Consegna 1: Ripeti parola per parola il tratto dell'articolo sull'inchiesta dell'Asp di Siracusa che va da "di Sergio Randazzo" fino a "Procura di Palermo." compreso.
Consegna 2: Prosegui l'articolo sull'inchiesta dell'Asp di Siracusa a partire dall'ultima frase riportata.

Brano fornito:
____
Palermo

Inchiesta sull’Asp di Siracusa: gli indagati in fila dal Gip

Corruzione, turbativa d’asta e associazione a delinquere: coinvolti Cuffaro, Romano e Pace

di Sergio Randazzo -

L’affidamento del servizio di ausiliariato dell’Azienda sanitaria provinciale di Siracusa alla società Dussmann rappresenta uno dei nodi centrali dell’inchiesta per corruzione, turbativa d’asta e associazione a delinquere che coinvolge, tra gli altri, l’ex presidente della Regione Siciliana e fondatore della Nuova Dc, Totò Cuffaro, il parlamentare di Noi Moderati, Saverio Romano, e il capogruppo Dc all’Ars, Carmelo Pace. Si tratta di un appalto dal valore complessivo di 17 milioni di euro, finito al centro delle indagini della Procura di Palermo.

Gli incontri tra Cuffaro e il rappresentante della Dussmann

Secondo quanto emerso dalle indagini, sarebbero stati numerosi i contatti tra Totò Cuffaro e Mauro Marchese, rappresentante della Dussmann. I due si sarebbero incontrati più volte, anche nell’abitazione dell’ex governatore, per discutere dell’appalto e delle modalità di gestione del servizio.
____
[Dati raccolti]

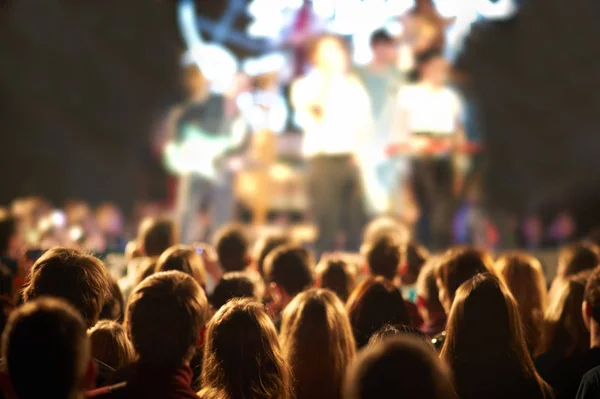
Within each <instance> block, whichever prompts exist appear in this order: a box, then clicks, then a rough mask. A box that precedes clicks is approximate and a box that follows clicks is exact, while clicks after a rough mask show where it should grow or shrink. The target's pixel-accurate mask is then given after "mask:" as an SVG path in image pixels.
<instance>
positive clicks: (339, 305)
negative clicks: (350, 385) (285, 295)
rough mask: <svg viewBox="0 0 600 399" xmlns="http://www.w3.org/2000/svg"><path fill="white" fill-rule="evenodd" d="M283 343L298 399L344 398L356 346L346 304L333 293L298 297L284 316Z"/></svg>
mask: <svg viewBox="0 0 600 399" xmlns="http://www.w3.org/2000/svg"><path fill="white" fill-rule="evenodd" d="M280 342H281V346H282V348H283V353H284V356H285V358H286V360H287V362H288V363H289V365H290V368H291V371H292V375H293V376H294V391H295V393H296V395H295V398H296V399H312V398H331V399H340V398H341V396H342V381H343V379H344V374H345V372H346V369H347V368H348V366H349V365H350V363H351V362H352V360H354V354H355V351H356V343H355V342H354V336H353V335H352V328H351V327H350V321H349V320H348V315H347V314H346V310H345V309H344V304H343V303H342V302H341V301H340V300H339V298H337V296H336V295H335V294H334V293H333V292H331V291H328V290H323V289H317V288H314V289H311V290H308V291H306V292H303V293H301V294H299V295H298V296H296V298H294V300H293V301H292V302H291V303H290V304H289V305H288V306H287V307H286V308H285V311H284V312H283V318H282V323H281V334H280Z"/></svg>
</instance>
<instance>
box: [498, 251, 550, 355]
mask: <svg viewBox="0 0 600 399" xmlns="http://www.w3.org/2000/svg"><path fill="white" fill-rule="evenodd" d="M495 267H496V271H497V272H498V274H499V275H500V277H501V278H502V280H503V281H504V283H505V284H506V286H507V287H508V289H509V291H510V292H511V294H512V295H513V297H514V298H515V300H516V302H517V305H518V307H519V313H520V314H521V320H522V322H523V329H524V333H525V339H526V341H527V347H528V348H529V353H531V355H532V356H535V355H537V354H539V349H540V345H541V341H542V333H543V324H544V312H545V310H546V306H547V301H548V298H547V297H548V289H547V288H546V280H545V278H544V272H543V270H542V264H541V263H540V261H539V260H537V259H536V258H535V257H533V256H531V255H529V254H526V253H518V252H517V253H512V254H507V255H504V256H502V257H500V258H499V259H498V260H497V261H496V264H495Z"/></svg>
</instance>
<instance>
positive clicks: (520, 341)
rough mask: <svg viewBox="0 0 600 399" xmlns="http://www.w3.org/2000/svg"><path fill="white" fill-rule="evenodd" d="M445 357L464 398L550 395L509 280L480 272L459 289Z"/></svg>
mask: <svg viewBox="0 0 600 399" xmlns="http://www.w3.org/2000/svg"><path fill="white" fill-rule="evenodd" d="M446 331H447V334H446V342H445V344H444V347H443V349H442V353H441V355H440V357H441V358H442V360H443V361H445V362H446V364H448V365H449V366H450V369H451V370H452V372H453V374H454V382H455V387H456V392H457V393H458V396H459V397H465V398H492V397H494V398H500V397H511V396H515V397H527V398H545V397H546V395H547V393H548V392H549V388H548V387H547V385H546V384H545V383H544V382H543V380H542V379H541V378H540V377H539V375H538V374H537V372H536V370H535V368H534V365H533V361H532V360H531V356H530V355H529V352H528V350H527V345H526V342H525V337H524V336H523V334H522V327H521V318H520V315H519V309H518V308H517V304H516V303H515V300H514V299H513V297H512V295H511V294H510V292H509V291H508V290H507V289H506V287H505V286H504V284H503V283H502V282H501V281H500V280H499V279H498V278H497V277H495V276H493V275H492V274H489V273H483V274H478V275H476V276H474V277H473V278H472V279H470V280H468V281H466V282H465V283H464V284H462V285H461V286H460V288H459V289H458V290H457V292H456V298H455V299H454V302H453V305H452V310H451V311H450V315H449V318H448V327H447V330H446Z"/></svg>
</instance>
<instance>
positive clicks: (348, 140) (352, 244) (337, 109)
mask: <svg viewBox="0 0 600 399" xmlns="http://www.w3.org/2000/svg"><path fill="white" fill-rule="evenodd" d="M311 60H312V63H313V66H314V69H313V70H312V71H311V72H309V73H308V74H307V75H306V76H304V77H303V78H300V79H298V80H297V81H296V82H295V83H294V84H293V86H292V95H291V98H292V104H293V106H294V108H295V110H296V119H297V121H298V123H299V124H300V125H301V126H302V128H303V129H304V154H305V156H306V157H307V158H308V168H309V170H308V192H309V197H310V203H311V210H312V215H313V218H314V219H315V222H316V225H317V228H318V238H317V241H316V250H317V253H318V254H321V253H323V252H325V251H331V250H334V249H335V248H336V238H337V236H338V234H339V233H340V232H342V231H343V232H345V234H346V237H345V238H346V248H347V249H349V250H357V249H358V247H359V244H360V234H361V229H362V225H363V224H364V220H365V209H364V192H363V188H362V184H361V176H360V173H361V172H360V169H359V167H358V165H359V164H360V162H361V160H362V156H363V154H362V153H361V152H360V150H361V148H364V147H365V143H368V142H369V141H370V140H372V138H371V135H372V131H373V118H372V112H371V104H370V101H369V96H368V94H367V92H366V91H365V89H364V88H363V86H362V85H361V83H360V81H359V80H358V78H356V77H355V76H354V75H352V74H350V73H349V64H350V61H349V54H348V51H347V49H346V45H345V43H344V42H343V40H342V39H341V38H338V37H336V36H322V37H321V38H319V39H318V40H316V41H315V44H314V47H313V48H312V51H311Z"/></svg>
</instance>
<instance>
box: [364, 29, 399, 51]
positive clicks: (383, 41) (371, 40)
mask: <svg viewBox="0 0 600 399" xmlns="http://www.w3.org/2000/svg"><path fill="white" fill-rule="evenodd" d="M369 43H370V44H371V47H375V46H376V45H378V44H394V37H393V36H392V35H390V33H389V32H388V30H387V29H384V28H380V29H377V30H376V31H374V32H373V33H371V37H370V39H369Z"/></svg>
____
Risultato dell'esercizio 1:
di Sergio Randazzo -

L’affidamento del servizio di ausiliariato dell’Azienda sanitaria provinciale di Siracusa alla società Dussmann rappresenta uno dei nodi centrali dell’inchiesta per corruzione, turbativa d’asta e associazione a delinquere che coinvolge, tra gli altri, l’ex presidente della Regione Siciliana e fondatore della Nuova Dc, Totò Cuffaro, il parlamentare di Noi Moderati, Saverio Romano, e il capogruppo Dc all’Ars, Carmelo Pace. Si tratta di un appalto dal valore complessivo di 17 milioni di euro, finito al centro delle indagini della Procura di Palermo.

Risultato dell'esercizio 2:
A favorire gli incontri, stando alle ricostruzioni degli investigatori, sarebbe stato Marco Dammone, collaboratore di Marchese, anch’egli finito tra gli indagati.

Oggi il primo round di interrogatori davanti alla gip Salustro

Questa mattina prende avvio il primo round di interrogatori davanti alla giudice per le indagini preliminari Carmen Salustro. Sono otto gli indagati chiamati oggi a comparire davanti al gip, che dovrà valutare la richiesta di arresti domiciliari avanzata dalla Procura di Palermo per diciotto persone complessivamente coinvolte. Gli altri indagati verranno ascoltati nei prossimi giorni, con udienze previste fino al 14 novembre.